» **ĆWICZENIA**:
[1] Jak w tekście o Halloween nazwano słowiański odpowiednik tego święta?
[2] Napisz dalszy ciąg tekstu o Halloween, zaczynając od miejsca po jego ostatnim zdaniu.

» **ŹRÓDŁO**:
* * * * * * *

Wigilia wigilii

Oczywiście nie chodzi o Wigilię Bożego Narodzenia, lecz o wigilię Wszystkich Świętych – All Hallows’ Eve. Tak, już jutro 31 października, a zatem Halloween, celtyckie święto zmarłych, coraz mocniej zadomowione w (k)raju nad Wisłą, co – niejako paradoksalnie – pomogło odnowić pamięć o jego słowiańskim odpowiedniku, czyli Dziadach, i ową tradycję przodków przywrócić. Bo Dziady wracają, coraz wyraźniej widać to chociażby w Internecie.

Zresztą, niby katolickie Wszystkich Świętych zawiera w sobie prawie same elementy pogańskie, z odwiedzinami grobów naszych bliskich zmarłych i paleniem zniczy na czele.

W tym roku Halloween odbędzie się oczywiście w cieniu protestów przeciwko zaostrzeniu – i tak nazbyt restrykcyjnego, nieludzkiego wręcz prawa antyaborcyjnego – jak również epidemii koronawirusa. Gdyby nie to, pewnie znów rozległyby się kwiki (stanowiące, jak nietrudno się domyślić, temat zastępczy) środowisk prawicowych i kościelnych, jakoby All Hallows’ Eve było „satanistyczne” (brednie), a dynie z wyskrobanym „upiornym” uśmiechem „są przerażające”. Z kolei Kościół katolicki organizowałby (zresztą, może i zorganizuje, bowiem jak dotąd hierarchowie i kler koronawirusem niezbyt się przejmowali) konkurencyjne wobec halloweenowego przebierania się za wampiry, zombie i inne istoty z horrorów Pochody Wszystkich Świętych, polegające na tym, że dzieci odgrywają jakąś postać w mniej lub bardziej zamierzchłej przeszłości poddaną procesowi kanonizacji (zresztą wielu kanonizowanych za swego życia budziło grozę o wiele większą i o wiele bardziej realną niż jakikolwiek wymyślony stwór), co jest realizacją zdrowej zasady „Nie palcie komitetów, zakładajcie własne”.

* * * * * * *

» **MATERIAŁ**:
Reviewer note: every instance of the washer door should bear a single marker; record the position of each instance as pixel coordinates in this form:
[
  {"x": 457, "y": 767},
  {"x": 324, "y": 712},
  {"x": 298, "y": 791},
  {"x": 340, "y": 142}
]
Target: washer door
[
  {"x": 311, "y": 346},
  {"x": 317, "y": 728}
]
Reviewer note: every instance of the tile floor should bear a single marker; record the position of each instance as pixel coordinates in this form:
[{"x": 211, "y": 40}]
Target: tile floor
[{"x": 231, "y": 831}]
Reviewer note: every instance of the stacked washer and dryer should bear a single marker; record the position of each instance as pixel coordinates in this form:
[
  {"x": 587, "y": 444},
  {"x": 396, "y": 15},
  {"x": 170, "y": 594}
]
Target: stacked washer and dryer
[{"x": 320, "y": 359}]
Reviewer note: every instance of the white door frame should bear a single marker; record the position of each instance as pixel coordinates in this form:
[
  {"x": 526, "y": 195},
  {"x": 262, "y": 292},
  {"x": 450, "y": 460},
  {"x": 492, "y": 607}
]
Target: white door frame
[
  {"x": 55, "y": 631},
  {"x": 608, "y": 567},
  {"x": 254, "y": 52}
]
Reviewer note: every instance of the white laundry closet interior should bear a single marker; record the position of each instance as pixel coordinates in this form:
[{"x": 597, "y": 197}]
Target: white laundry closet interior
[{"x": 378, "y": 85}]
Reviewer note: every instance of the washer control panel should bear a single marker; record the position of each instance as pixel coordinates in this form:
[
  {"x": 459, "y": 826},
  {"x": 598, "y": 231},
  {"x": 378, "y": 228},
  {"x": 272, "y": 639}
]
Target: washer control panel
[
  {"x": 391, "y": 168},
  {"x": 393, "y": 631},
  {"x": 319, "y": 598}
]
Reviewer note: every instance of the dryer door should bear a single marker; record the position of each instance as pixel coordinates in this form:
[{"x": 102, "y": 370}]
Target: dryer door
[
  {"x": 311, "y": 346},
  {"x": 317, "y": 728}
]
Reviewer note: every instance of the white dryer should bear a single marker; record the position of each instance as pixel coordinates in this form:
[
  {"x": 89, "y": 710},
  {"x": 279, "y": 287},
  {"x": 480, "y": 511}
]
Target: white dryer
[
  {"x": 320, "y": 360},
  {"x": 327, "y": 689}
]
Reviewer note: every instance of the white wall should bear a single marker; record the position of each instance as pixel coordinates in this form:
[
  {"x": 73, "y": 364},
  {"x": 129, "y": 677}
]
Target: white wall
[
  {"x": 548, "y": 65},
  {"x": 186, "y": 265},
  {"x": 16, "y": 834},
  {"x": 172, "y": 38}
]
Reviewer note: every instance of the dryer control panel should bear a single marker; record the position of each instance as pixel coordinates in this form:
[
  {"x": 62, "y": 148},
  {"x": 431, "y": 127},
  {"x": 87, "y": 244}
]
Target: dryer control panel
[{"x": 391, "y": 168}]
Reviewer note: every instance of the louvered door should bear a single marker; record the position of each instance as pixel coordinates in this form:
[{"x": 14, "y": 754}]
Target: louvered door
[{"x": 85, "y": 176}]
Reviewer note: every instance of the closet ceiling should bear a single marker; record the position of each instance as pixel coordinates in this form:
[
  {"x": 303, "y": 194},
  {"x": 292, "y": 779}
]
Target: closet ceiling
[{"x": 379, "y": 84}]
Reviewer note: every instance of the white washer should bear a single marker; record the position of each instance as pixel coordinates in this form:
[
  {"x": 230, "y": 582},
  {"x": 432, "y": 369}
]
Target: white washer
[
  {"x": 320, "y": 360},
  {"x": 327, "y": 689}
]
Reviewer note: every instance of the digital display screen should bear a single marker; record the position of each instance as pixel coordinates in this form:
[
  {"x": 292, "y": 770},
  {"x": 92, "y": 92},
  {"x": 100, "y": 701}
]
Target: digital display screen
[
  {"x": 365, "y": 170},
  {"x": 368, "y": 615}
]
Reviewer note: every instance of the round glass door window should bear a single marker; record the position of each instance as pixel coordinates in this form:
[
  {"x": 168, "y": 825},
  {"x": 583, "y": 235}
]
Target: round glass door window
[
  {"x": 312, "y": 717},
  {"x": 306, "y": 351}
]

* * * * * * *

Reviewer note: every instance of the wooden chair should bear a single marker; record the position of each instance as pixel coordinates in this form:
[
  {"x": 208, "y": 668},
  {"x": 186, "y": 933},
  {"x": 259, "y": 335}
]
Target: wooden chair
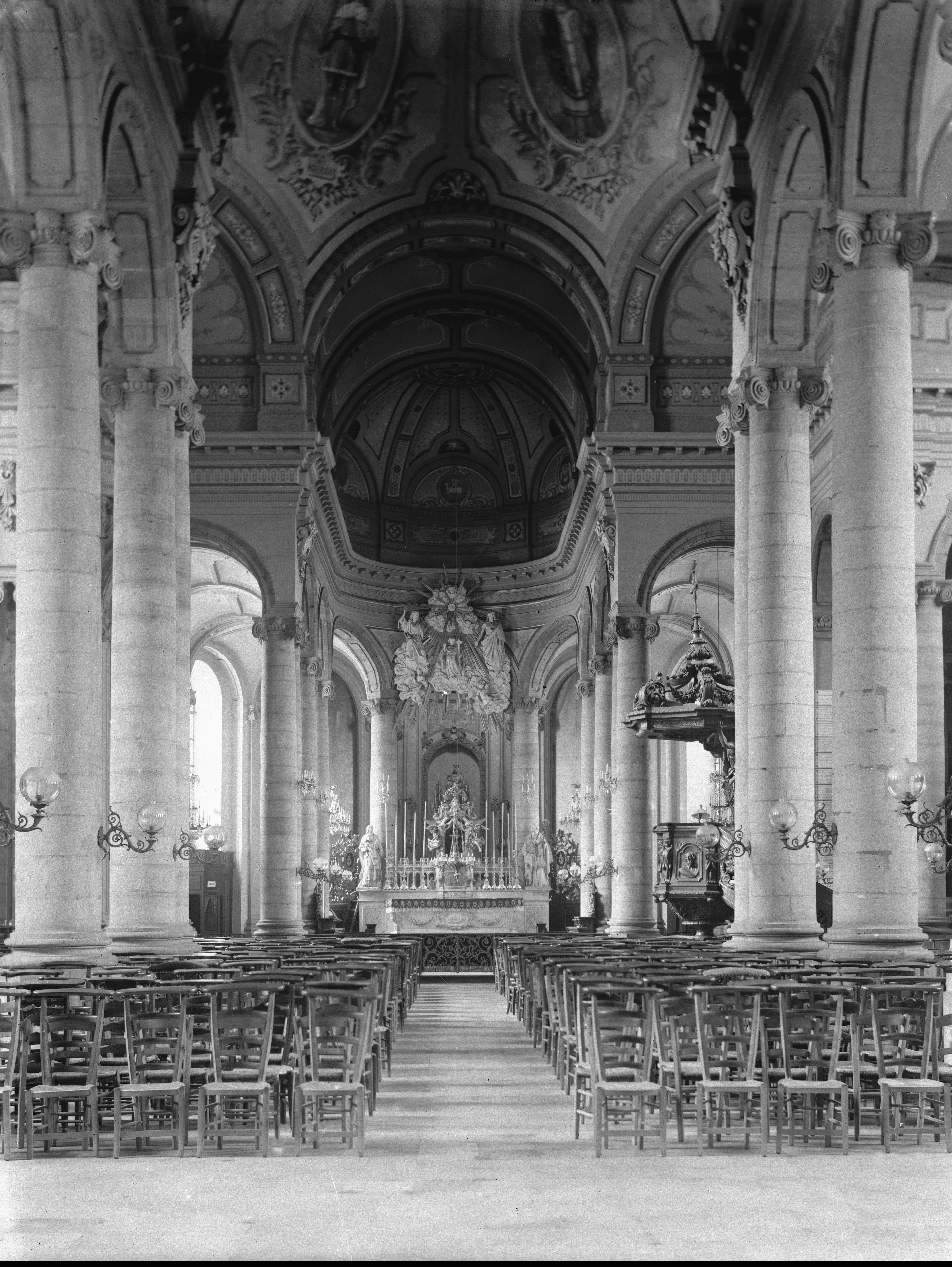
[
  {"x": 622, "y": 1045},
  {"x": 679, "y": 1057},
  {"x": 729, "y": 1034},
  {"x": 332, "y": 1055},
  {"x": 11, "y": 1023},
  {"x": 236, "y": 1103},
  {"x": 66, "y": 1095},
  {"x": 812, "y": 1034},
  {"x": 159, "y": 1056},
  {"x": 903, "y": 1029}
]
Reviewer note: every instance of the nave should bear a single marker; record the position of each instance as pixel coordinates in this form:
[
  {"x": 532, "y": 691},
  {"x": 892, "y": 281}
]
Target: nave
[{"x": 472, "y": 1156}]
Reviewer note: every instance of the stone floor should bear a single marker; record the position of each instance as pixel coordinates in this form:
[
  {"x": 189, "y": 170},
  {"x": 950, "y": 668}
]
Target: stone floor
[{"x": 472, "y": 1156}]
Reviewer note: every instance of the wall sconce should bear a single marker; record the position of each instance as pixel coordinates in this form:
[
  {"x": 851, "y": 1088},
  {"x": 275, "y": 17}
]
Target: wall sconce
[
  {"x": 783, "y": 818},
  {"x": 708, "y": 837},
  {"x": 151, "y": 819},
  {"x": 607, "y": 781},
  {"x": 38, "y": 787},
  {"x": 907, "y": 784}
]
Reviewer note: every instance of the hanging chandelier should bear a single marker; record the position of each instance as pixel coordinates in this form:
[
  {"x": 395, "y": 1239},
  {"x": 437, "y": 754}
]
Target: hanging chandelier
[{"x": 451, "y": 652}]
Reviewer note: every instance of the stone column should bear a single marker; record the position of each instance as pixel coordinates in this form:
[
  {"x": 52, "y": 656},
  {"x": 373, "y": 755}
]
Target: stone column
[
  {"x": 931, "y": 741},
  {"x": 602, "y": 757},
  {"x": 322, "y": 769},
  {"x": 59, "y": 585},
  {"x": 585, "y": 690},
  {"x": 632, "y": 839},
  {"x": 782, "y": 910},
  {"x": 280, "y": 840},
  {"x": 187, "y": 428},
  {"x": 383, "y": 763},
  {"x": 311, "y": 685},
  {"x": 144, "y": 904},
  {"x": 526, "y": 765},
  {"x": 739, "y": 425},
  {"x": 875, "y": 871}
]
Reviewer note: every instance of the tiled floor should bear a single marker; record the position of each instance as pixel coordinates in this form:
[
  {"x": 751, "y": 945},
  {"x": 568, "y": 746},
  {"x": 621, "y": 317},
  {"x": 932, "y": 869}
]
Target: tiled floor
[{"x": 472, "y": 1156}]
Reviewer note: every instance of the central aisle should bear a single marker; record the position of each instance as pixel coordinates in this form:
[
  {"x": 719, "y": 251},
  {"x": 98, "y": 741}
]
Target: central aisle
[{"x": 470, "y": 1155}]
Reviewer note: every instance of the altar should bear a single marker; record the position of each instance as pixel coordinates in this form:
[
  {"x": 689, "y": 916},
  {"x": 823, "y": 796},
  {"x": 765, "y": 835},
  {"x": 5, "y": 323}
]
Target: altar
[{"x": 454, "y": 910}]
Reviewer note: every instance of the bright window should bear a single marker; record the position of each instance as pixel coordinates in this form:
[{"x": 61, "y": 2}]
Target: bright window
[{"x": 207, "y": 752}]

* * * * * * *

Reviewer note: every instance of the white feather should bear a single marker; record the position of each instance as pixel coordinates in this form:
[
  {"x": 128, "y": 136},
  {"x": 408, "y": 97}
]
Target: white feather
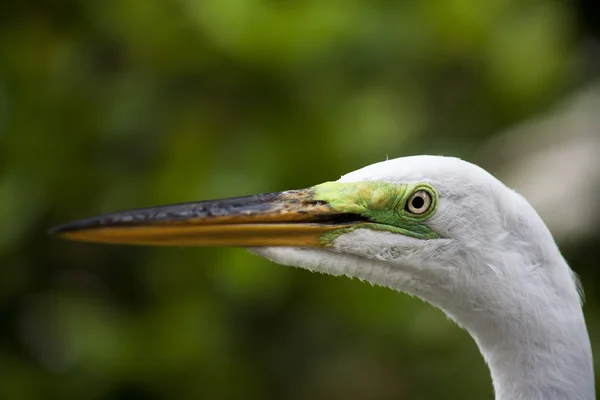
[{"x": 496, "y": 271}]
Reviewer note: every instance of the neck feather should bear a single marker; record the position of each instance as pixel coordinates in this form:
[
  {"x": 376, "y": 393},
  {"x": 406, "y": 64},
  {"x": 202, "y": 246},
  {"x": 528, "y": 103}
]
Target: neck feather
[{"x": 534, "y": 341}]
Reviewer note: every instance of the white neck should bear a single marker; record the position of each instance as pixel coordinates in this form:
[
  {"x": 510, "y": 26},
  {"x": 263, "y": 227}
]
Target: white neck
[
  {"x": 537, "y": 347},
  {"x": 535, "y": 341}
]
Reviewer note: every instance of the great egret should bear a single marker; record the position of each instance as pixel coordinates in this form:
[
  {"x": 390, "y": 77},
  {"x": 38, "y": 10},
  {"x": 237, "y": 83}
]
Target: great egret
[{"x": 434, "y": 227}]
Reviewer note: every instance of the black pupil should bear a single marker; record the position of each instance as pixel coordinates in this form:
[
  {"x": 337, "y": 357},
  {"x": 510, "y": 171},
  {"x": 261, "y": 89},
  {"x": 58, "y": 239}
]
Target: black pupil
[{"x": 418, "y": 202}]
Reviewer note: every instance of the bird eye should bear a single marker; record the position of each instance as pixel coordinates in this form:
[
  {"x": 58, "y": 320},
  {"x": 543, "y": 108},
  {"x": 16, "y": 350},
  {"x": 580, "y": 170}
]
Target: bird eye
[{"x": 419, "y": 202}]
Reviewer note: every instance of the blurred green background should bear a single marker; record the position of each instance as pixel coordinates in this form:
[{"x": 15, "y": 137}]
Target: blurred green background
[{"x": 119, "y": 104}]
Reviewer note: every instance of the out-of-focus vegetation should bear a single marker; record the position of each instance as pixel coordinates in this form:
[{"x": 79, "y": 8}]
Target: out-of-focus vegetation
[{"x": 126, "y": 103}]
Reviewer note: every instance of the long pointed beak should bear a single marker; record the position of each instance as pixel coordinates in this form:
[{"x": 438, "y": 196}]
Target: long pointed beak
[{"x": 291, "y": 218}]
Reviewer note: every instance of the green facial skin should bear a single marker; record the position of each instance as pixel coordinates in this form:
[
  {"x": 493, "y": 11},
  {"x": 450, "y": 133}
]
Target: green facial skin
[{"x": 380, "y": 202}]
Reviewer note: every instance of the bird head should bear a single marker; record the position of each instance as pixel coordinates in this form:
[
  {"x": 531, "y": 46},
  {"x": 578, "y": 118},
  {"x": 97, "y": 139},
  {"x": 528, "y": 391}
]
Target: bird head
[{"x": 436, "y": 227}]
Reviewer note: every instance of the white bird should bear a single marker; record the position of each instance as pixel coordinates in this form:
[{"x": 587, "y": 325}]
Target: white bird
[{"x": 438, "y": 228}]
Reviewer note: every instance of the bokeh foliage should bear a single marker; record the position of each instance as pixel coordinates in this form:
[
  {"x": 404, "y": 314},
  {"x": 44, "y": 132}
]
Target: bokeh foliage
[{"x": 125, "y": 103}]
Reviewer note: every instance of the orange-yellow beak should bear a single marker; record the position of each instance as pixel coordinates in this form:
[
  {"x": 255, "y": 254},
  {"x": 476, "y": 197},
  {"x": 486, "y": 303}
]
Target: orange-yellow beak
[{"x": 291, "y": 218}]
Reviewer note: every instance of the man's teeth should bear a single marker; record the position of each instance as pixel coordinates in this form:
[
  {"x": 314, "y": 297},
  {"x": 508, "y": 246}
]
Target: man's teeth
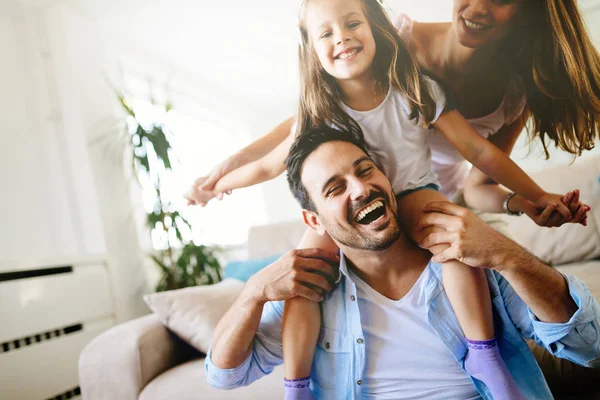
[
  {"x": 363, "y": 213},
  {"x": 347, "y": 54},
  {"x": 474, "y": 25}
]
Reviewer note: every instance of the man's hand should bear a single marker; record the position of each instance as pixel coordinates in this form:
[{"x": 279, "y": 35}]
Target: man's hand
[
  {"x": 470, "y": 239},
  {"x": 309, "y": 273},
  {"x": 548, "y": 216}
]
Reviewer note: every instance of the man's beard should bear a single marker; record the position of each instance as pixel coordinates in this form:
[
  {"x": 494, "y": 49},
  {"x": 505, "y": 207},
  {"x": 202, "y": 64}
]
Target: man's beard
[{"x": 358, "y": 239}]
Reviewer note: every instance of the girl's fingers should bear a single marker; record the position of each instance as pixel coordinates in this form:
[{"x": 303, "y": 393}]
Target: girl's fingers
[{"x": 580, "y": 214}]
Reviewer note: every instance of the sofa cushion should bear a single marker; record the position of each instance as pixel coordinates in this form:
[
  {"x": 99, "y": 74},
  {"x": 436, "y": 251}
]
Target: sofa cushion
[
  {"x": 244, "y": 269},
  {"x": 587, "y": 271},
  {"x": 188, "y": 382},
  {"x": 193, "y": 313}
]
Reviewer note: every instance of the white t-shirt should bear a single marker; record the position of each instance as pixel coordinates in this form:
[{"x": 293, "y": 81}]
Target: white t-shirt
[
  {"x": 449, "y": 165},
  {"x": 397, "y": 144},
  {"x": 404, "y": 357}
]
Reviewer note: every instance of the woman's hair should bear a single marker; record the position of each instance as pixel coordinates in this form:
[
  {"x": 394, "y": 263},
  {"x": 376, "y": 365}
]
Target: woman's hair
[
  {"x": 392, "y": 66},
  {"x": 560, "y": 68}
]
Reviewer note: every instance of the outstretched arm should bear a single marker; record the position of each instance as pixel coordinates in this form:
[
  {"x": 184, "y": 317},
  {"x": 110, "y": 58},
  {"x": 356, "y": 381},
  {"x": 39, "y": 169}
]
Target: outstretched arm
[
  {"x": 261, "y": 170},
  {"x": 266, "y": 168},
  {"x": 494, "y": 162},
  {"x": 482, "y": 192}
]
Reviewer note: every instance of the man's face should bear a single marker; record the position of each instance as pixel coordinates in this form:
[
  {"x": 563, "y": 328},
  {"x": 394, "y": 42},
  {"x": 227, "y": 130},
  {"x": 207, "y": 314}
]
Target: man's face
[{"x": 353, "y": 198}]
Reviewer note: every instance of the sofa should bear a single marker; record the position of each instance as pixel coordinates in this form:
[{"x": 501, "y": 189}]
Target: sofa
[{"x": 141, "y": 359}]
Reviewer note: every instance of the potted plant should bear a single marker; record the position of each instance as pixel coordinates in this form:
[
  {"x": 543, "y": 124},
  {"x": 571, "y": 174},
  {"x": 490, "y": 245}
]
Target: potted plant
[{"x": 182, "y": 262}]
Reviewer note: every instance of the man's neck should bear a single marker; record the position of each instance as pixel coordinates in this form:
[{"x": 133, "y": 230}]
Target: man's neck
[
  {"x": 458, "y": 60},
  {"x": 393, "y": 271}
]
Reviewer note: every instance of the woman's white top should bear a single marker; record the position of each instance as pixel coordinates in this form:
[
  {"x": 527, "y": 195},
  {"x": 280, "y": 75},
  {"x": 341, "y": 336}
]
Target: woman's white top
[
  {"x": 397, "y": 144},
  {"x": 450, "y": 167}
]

* * * * * * *

» **ODPOWIEDZI DO ZADAŃ**:
[1] Dziady.

[2]
Halloween jest w Polsce krytykowane również z pozycji lewicowych, i zaznaczyć trzeba, iż ta akurat krytyka opiera się z reguły na bardziej merytorycznych podstawach. Otóż, sprowadza się ona do tego, iż Halloween przybyło nad Wisłę z USA, a zadomowiło się dzięki wszechobecnym importowanym stamtąd powieściom, filmom, i innym dziełom tzw. kultury popularnej; innymi słowy, stanowić ono na element amerykańskiego imperializmu kulturowego. W znacznej mierze jest to prawda, gdyż święto owo spopularyzowała w Polsce właśnie popkultura z USA rodem, jaka szeroką wezbraną rzeką wpłynęła do naszej części Europy po podniesieniu Żelaznej Kurtyny. Z drugiej strony, rodowód Halloween jest nie amerykański, lecz celtycki, a Celtowie przez długie wieki zamieszkiwali terytorium dzisiejszej południowej Polski, toteż ich kulturę trudno uznawać za obcą. Co nie zmienia faktu, że z dużym szacunkiem odnoszę się do rodzimowierców, którzy twierdzą, iż w Polsce lepiej jest obchodzić Dziady, jako święto słowiańskie. Co do mnie, to stosuję oba terminy zamiennie, pozostawiając ludziom, co chcą obchodzić, albo w co się bawić.

Dla mnie Halloween/Dziady to bowiem głównie rozrywka. Jak co roku poczytam sobie literaturę grozy (konkretnie będzie to Gość Draculi, czyli zbiór opowiadań autorstwa Brama Stokera) i puszczę jakiś filmowy horror. Bo czemu nie? Za wampira, wilkołaka, zombie, potwora Frankensteina (ciekawe, swoją drogą, czy Mary Shelley nazwisko głównego bohatera swojej sztandarowej powieści – mieszkającego w szwajcarskiej Genewie i studiującego w niemieckim Ingolstadt, gdzie ożywił swe monstrum – wymyśliła, czy też zaczerpnęła ja od dzisiejszych Ząbkowic Śląskich, o które mogła zahaczyć podczas podróży z lordem Byronem) ani inne tego typu stworzenie przebierać się nie zamierzam, ale też nie mam absolutnie nic przeciwko, jeśli ktoś zdecyduje się na taką zabawę.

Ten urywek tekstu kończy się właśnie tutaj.